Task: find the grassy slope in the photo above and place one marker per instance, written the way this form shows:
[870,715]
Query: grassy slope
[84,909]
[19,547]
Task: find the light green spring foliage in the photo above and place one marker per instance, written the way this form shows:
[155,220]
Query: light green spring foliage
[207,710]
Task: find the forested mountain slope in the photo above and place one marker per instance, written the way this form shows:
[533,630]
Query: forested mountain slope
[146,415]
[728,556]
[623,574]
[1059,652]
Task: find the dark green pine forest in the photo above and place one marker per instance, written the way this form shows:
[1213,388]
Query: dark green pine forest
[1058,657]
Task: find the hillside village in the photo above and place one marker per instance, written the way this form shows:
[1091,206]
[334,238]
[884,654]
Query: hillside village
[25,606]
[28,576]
##########
#### Exercise description:
Collect every line above that contains the word "photo".

#### Response to the exercise:
Task: find the grassy slope in the photo above and place one marker per instance, written the way this form shows:
Task: find the light green spring foliage in the photo above and place one marker per instance, written the way this form shows:
Task: find the forested mountain slope in the photo above and place one marker per instance, written the way this form shows:
Task: find the dark green pine forest in the photo above and place one marker per instance, written the way this form shows:
Task: find the hillside village in the photo above and place one marker per instance, written the way this form shows:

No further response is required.